Dataset records on where objects are located:
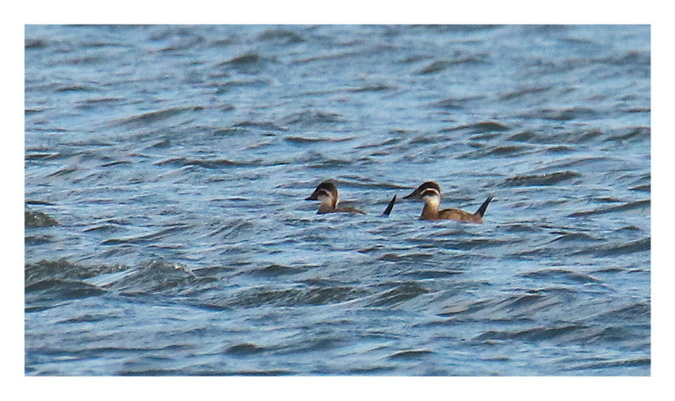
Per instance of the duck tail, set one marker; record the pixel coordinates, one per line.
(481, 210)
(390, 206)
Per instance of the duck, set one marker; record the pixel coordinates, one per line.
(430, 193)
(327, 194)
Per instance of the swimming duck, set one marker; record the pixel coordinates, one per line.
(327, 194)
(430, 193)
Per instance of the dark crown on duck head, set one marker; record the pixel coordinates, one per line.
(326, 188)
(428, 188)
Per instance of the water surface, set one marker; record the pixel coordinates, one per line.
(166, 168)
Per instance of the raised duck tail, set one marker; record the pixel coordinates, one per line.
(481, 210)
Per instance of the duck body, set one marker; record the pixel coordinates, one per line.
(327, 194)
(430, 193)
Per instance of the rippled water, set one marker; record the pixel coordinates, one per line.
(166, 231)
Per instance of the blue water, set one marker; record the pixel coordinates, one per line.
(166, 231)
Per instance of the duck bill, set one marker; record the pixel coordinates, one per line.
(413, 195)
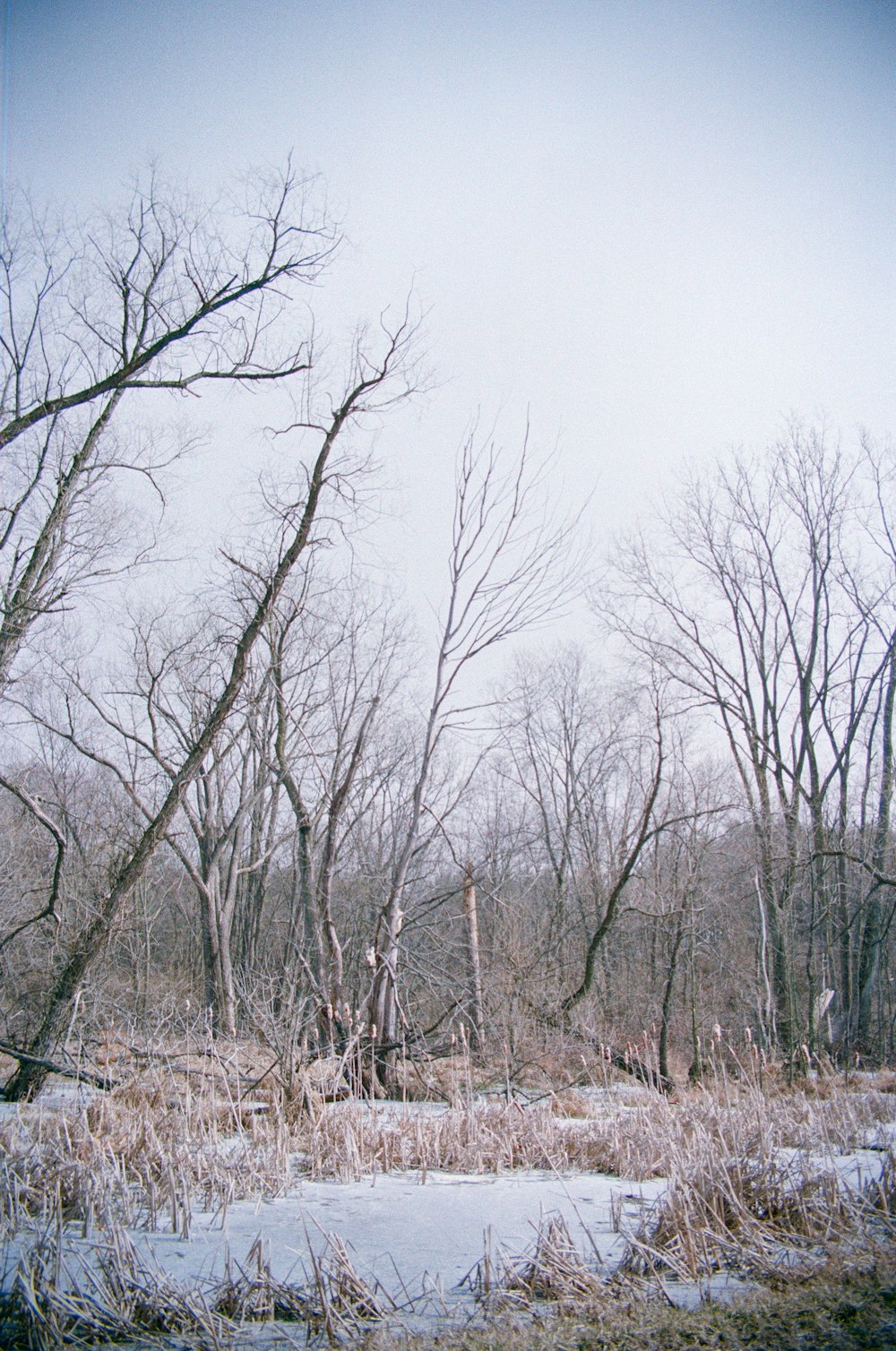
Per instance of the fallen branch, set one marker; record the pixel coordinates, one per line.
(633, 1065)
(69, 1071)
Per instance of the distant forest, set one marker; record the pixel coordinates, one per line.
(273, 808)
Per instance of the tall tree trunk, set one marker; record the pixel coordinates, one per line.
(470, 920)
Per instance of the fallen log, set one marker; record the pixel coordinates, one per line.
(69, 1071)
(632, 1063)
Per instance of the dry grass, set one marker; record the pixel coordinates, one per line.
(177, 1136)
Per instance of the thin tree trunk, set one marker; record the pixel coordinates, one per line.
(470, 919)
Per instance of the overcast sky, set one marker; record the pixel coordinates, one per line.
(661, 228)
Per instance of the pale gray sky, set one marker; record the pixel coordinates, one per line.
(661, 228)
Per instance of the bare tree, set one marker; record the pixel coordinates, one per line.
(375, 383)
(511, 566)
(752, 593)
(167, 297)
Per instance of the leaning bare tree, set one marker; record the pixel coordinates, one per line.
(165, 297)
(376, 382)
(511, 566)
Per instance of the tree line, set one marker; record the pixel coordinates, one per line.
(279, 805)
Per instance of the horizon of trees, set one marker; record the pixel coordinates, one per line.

GIVEN INSTRUCTION
Write out every line again in the stretch from the line containing "Per instance of the dry" through the end of the rows, offsetting each pixel coordinate value by adding 22.

ANSWER TO THE PROBLEM
Per instance of the dry grass, set one marker; record the pixel coordinates, one per line.
(199, 1158)
Per instance of the thin tree trunk, set one marker; record the pixel coordinates, one per line.
(492, 941)
Per instance of the overcast sky, set one marker; record the pixel coordinates, one per line.
(683, 250)
Per instance of the pale gray sky, set one marker; record the pixel coordinates, one per line.
(683, 250)
Per instance of the bare tree, set one marker; record the pixel coordinates, one per line.
(397, 405)
(533, 588)
(774, 615)
(189, 319)
Per instance of the leaning bare tree, set one marker; record the pixel coordinates, one per line.
(187, 319)
(398, 404)
(533, 588)
Per instance of the tree line, set one marker; record the pixel coordinates, one per line.
(301, 827)
Per instance of the horizon of trees, set one marker; record the pixel coordinates, one per line.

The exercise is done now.